## Exercise instructions
1/ List every line in the entries that contains the word "woman", copying each line in full.
2/ Write the next part of the parsley and pumpkin seed pesto post, picking up right after its last line.

## Text excerpt
Parsley and pumpkin seed pesto

July 14, 2012 § 6 Comments

Five days is a long time, especially in the summer when there’s no power and it’s averaging over 100 degrees. Your interests before the power outage seem distant — food seems far away and so cooking is out of the question — replaced with the new hobby of lying on the floor in the basement in an attempt to minimize movement. That is, until the power trucks finally come rumbling down the street. I was never the groupie type until that moment, when it was all I could do to not run down the street after them screaming I LOVE YOU!!!

Even now with the electricity back on, it feels like walking through molasses outside. That means it’s time to turn to the food processor, as summertime is really when it shines: with a few pulses it transforms abundant produce and herbs into all sorts of no- or barely-cook meals and dishes, like gazpacho, salsa, granitas, and of course, pesto.

During the power outage I enjoyed reading River Cottage Every Day by flashlight, and one chapter has a section of several pestos and their variations, and also how to use them. I chose the first one, parsley and pumpkin seed pesto because parsley is abundant at the farmers’ market. This pesto is nutty and very fresh, thanks to the parsley’s verdant lushness and the raw pumpkin seeds. Asiago cheese and olive oil, together with the pumpkin seeds, create an almost creamy texture, while the garlic and lemon juice add brightness and bite.

Try this pesto added to a frittata or stirred into freshly-boiled new potatoes. Or, my favorite, dabbed around and over some fresh mozarella, with extra olive oil drizzled around too. It’s perfect for lazy summer lunches, outdoors if you like, though I’m quite fond of my shaded air-conditioned kitchen still.

Parsley and pumpkin seed pesto

Adapted from River Cottage Every Day

Makes about two cups

Ingredients

  • One cup (150 grams) pumpkin seeds
  • Two garlic cloves, roughly chopped
  • A large bunch flat-leaf parsley, any major stems removed (aim for mostly leaves, but don’t go crazy over it either)
  • One to one and a quarter cups (240-295 ml) extra virgin olive oil, or canola oil
  • Juice of one lemon
  • About 1/2 cup (twenty grams) grated Asiago cheese (or Parmesan)

## Provided entries
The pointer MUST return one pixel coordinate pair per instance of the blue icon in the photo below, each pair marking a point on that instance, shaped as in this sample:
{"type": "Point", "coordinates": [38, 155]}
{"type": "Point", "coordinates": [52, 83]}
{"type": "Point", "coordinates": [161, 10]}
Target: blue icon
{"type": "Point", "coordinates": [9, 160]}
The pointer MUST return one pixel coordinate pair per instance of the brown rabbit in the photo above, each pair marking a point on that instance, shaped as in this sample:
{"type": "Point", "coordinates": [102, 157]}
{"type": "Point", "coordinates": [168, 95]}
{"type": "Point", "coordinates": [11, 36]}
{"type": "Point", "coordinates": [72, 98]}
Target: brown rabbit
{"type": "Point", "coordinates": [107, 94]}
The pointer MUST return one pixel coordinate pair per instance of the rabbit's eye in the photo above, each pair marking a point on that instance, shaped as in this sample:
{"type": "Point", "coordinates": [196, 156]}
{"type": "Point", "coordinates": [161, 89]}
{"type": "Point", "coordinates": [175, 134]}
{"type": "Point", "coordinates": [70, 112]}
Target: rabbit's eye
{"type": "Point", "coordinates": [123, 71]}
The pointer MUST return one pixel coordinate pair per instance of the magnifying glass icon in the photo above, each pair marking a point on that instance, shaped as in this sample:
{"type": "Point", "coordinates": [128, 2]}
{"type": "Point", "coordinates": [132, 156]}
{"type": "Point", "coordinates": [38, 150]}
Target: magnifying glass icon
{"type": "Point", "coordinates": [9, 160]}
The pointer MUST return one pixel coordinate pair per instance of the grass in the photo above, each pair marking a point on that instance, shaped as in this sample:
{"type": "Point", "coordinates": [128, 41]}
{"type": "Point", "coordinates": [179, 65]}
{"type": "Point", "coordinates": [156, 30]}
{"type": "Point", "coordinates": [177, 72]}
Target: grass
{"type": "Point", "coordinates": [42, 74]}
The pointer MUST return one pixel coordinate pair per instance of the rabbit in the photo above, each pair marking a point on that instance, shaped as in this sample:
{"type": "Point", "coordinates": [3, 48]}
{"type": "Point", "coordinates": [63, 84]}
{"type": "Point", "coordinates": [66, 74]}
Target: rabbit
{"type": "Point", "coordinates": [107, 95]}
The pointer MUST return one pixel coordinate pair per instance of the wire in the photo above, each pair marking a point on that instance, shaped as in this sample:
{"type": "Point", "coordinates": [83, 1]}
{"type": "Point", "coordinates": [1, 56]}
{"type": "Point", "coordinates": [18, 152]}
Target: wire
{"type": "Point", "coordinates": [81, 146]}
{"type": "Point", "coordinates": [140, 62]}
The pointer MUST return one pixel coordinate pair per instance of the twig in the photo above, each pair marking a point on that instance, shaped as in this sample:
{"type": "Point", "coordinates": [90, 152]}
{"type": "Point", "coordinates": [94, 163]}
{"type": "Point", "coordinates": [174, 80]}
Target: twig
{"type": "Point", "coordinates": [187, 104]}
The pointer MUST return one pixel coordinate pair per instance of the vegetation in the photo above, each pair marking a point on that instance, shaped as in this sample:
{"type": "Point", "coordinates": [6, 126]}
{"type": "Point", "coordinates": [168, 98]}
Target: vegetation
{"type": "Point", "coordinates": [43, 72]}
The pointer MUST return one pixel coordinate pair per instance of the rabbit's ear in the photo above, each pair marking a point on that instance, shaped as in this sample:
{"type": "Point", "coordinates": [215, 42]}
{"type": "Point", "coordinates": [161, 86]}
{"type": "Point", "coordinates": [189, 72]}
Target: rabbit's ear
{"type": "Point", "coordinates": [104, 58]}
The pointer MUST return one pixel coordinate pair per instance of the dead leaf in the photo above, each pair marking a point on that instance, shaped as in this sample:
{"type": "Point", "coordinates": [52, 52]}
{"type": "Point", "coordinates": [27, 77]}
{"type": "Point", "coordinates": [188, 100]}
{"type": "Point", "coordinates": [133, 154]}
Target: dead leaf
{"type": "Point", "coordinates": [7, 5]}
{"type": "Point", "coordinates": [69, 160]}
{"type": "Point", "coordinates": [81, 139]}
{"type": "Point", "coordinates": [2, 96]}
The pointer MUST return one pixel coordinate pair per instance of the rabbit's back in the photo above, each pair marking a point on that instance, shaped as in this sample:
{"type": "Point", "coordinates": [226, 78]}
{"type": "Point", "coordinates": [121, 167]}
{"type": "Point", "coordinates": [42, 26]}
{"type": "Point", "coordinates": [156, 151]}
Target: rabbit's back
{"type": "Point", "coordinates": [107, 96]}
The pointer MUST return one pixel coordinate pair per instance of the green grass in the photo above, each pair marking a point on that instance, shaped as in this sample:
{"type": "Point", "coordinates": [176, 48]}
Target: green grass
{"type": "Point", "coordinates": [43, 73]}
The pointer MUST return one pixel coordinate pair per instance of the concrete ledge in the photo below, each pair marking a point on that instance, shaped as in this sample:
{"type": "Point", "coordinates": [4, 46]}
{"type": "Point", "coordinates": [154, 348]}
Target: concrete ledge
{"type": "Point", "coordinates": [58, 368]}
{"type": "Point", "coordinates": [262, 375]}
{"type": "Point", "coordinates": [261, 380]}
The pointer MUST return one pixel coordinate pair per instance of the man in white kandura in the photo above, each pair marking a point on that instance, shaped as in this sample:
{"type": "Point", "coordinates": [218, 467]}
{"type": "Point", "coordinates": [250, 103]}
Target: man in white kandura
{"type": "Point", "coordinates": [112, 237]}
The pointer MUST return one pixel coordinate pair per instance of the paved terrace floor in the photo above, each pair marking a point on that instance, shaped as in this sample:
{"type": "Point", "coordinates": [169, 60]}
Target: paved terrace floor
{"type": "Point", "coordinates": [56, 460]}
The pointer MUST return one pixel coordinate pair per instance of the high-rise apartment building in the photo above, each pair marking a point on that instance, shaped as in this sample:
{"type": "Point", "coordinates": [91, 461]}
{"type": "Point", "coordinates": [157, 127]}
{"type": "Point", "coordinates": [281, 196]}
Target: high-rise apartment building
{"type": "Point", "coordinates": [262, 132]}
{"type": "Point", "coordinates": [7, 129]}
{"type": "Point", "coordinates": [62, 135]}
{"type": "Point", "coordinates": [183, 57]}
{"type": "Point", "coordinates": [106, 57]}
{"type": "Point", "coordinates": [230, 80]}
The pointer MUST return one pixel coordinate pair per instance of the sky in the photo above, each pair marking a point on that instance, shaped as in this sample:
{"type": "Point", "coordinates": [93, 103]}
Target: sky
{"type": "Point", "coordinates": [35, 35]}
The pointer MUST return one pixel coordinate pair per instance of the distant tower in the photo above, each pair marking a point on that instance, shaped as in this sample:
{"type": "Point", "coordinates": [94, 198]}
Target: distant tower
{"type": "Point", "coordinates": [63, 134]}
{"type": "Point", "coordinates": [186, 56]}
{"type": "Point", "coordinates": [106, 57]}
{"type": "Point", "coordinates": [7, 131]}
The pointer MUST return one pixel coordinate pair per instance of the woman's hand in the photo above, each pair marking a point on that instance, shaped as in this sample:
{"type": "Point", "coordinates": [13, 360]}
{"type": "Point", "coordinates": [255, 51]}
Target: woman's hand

## Answers to the exercises
1/
The pointer MUST return one pixel coordinate pair per instance of the woman's hand in the photo above, each pair marking a point on that instance, shaped as in this sample:
Target: woman's hand

2/
  • Sea salt and freshly-ground pepper

1. In a large food processor, combine the pumpkin seeds and garlic. Pulse until they are roughly grain-shaped.

2. Remove any exceptionally stemmy bits from the parsley, and add the leaves to the food processor. Again, pulse until the leaves are uniformly blended in with the pumpkin seeds and the garlic. Slowly drizzle in the olive or canola oil until you have a grainy paste (I tend to leave my pestos on the drier side if I will not be serving all of it right away; see note for storage information) and pulse again.

3. Squeeze in the lemon juice, and then toss in the grated cheese. Pulse the pesto once or twice until combined. Taste and see if it needs salt and pepper or perhaps a bit more lemon juice, and pulse once more to mix.

4. Serve the pesto immediately, or store in the refrigerator for later.

Note: to store the pesto, I leave it on the slightly drier side as I move it to a container, pressing down on the pesto with the back of a spoon to remove as much air as possible. Then, pour over extra-virgin olive oil or canola oil (whichever was used before) until it is about 1/3 inch thick on top of the pesto, and then cover. The pesto will keep for up to a week in the refrigerator if topped off with more oil after each time it’s served.

Bibliography

Fearnley-Whittingstall, Hugh. “Parsley and pumpkin seed pesto.” River Cottage Every Day. Berkeley, CA: Ten Speed Press, 2009 (132).

If you are located in the UK, the book was published by Bloomsbury in London, also in 2009 (the pagination may be slightly different).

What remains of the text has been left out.